begin Records shown

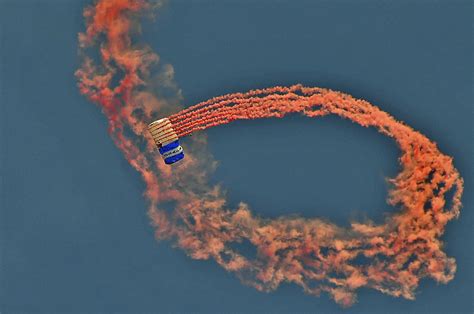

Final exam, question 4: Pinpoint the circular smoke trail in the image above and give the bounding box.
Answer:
[76,0,463,306]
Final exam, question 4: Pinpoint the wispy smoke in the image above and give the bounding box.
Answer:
[76,0,463,306]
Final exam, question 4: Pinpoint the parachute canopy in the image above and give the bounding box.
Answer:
[148,118,184,165]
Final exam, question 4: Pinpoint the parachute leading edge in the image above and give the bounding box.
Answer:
[148,118,184,165]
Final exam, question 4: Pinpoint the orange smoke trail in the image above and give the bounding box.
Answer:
[76,0,463,306]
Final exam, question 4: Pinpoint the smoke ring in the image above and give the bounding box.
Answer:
[76,0,463,306]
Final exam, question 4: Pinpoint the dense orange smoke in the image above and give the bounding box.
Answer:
[76,0,463,306]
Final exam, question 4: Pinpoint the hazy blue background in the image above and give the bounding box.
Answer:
[0,0,474,313]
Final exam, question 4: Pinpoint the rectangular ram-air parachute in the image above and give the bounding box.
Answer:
[148,118,184,165]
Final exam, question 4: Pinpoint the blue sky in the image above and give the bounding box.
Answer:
[0,0,473,313]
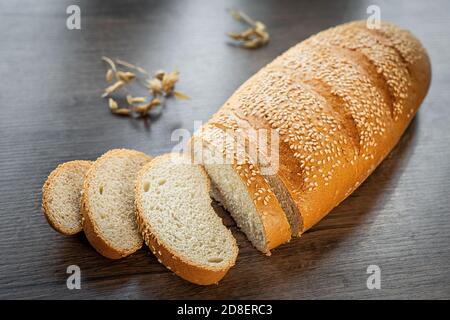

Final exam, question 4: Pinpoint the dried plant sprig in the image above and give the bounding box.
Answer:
[127,94,147,106]
[133,98,161,116]
[105,69,114,82]
[111,108,131,116]
[102,57,189,117]
[161,71,179,95]
[102,80,125,98]
[116,71,136,82]
[145,78,162,97]
[227,9,270,49]
[102,56,117,72]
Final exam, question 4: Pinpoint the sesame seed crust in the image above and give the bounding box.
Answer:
[191,125,291,255]
[205,21,431,235]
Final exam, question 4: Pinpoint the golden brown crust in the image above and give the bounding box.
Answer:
[205,22,431,234]
[135,154,238,285]
[42,160,93,236]
[192,124,291,255]
[81,149,151,259]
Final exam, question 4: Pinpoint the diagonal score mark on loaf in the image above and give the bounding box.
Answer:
[311,22,411,120]
[208,109,304,236]
[282,37,398,160]
[210,67,364,235]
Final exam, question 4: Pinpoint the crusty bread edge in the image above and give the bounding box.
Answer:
[135,153,238,285]
[42,160,93,236]
[189,125,291,255]
[81,149,151,259]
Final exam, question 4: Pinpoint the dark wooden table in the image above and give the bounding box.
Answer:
[0,0,450,299]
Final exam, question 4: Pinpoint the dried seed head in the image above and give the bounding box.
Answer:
[133,98,161,116]
[127,94,147,105]
[162,71,178,95]
[105,69,114,82]
[146,78,162,96]
[227,10,269,49]
[102,80,125,98]
[102,56,117,72]
[108,98,119,110]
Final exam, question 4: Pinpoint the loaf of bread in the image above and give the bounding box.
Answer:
[135,153,238,285]
[194,21,431,240]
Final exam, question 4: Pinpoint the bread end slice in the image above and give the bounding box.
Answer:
[135,154,238,285]
[81,149,151,259]
[42,160,92,235]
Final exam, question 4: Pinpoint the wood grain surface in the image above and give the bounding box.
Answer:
[0,0,450,299]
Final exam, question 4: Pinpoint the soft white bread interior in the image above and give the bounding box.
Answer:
[42,160,92,235]
[190,126,291,254]
[81,149,151,259]
[135,154,238,285]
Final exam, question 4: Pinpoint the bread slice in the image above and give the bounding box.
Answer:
[81,149,151,259]
[135,154,238,285]
[42,160,92,235]
[191,125,291,255]
[202,21,431,236]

end Records shown

_What to do_:
Could you copy every one of the records above word for word, leaving the pictures out?

_Written reply_:
Final exam, question 4: Pinpoint the circular smoke trail in the image above and give the bounding box.
Answer:
[76,0,463,306]
Final exam, question 4: Pinpoint the wispy smoke in the image above and give the bounding box.
Answer:
[76,0,463,306]
Final exam, question 4: Pinpoint the parachute canopy in the image above and give the bounding box.
Answer:
[148,118,184,165]
Final exam, question 4: Pinpoint the parachute leading edge in the image above and give the bounding box.
Answer:
[148,118,184,165]
Final exam, question 4: Pinpoint the orange smoke trail in the image above and give the bounding box.
Answer:
[76,0,463,306]
Final exam, question 4: Pinpoint the smoke ring in the image above and give the bounding box.
Answer:
[76,0,463,306]
Final exam, question 4: Pinpoint the dense orange smoke in the image above and give the bounding box.
Answer:
[76,0,463,306]
Final exam, question 4: Pinpoint the hazy blue background in the image above and give the bounding box.
Answer:
[0,0,474,313]
Final exam, question 4: Pinpoint the rectangular ram-air parachute in the image above and give the bounding box.
Answer:
[148,118,184,165]
Final exam, question 4: Pinpoint the blue sky in the image above and give the bounding box.
Answer:
[0,0,473,313]

Final exam, question 4: Pinpoint the dried plant sprig in the image above and give the bounding box.
Answer:
[127,94,147,106]
[133,98,161,116]
[105,69,114,82]
[111,108,131,116]
[102,57,189,117]
[161,71,179,95]
[102,80,125,98]
[116,71,136,82]
[145,78,162,97]
[227,9,270,49]
[102,56,117,72]
Final exam, question 4: Pinpoint the sesame seed crust in the image above and give the bounding box.
Answer:
[191,125,291,255]
[205,21,431,235]
Final exam, question 4: Pinpoint the golden brown crust in the image above and give the bounding box.
Answer:
[205,22,431,234]
[135,154,238,285]
[42,160,93,236]
[192,124,291,255]
[81,149,151,259]
Final exam, question 4: Pinpoint the diagonal score mark on loaf in the image above and give the bounding box.
Answer:
[311,22,411,120]
[208,109,304,236]
[282,37,398,160]
[210,67,364,235]
Final exam, question 4: Pinpoint the crusty bread edge in the image above and give the bounding box.
Answer:
[135,153,238,285]
[42,160,93,236]
[189,125,291,255]
[81,149,151,259]
Final exam, question 4: Pinpoint the dark wooden table in the image above and give the bounding box.
Answer:
[0,0,450,299]
Final exam, question 4: Pinpoint the dried seed head in the image above and give the bounding box.
Answer:
[133,98,161,116]
[127,94,147,105]
[162,71,178,95]
[105,69,114,82]
[146,78,162,96]
[227,10,269,49]
[102,80,125,98]
[102,56,117,72]
[108,98,119,110]
Final exam, question 4: Pinpoint the loaf of bread in the image above and give the bounding box.
Answer:
[135,153,238,285]
[194,21,431,240]
Final exam, question 4: Pinpoint the bread end slice in the image above and give the bounding box.
Answer:
[135,154,238,285]
[81,149,151,259]
[42,160,92,235]
Final exam, question 4: Pinpoint the wood grain surface in the image above and give the bounding box.
Answer:
[0,0,450,299]
Final exam, question 4: Pinpoint the soft white bread interior in the image above and give the bounding box.
Answer:
[42,160,92,235]
[190,126,291,254]
[81,149,151,259]
[135,154,238,285]
Final exam, question 4: Pinpoint the bread slice in the image above and give the bounding box.
Answer:
[81,149,151,259]
[135,154,238,285]
[42,160,92,235]
[191,125,291,255]
[202,21,431,236]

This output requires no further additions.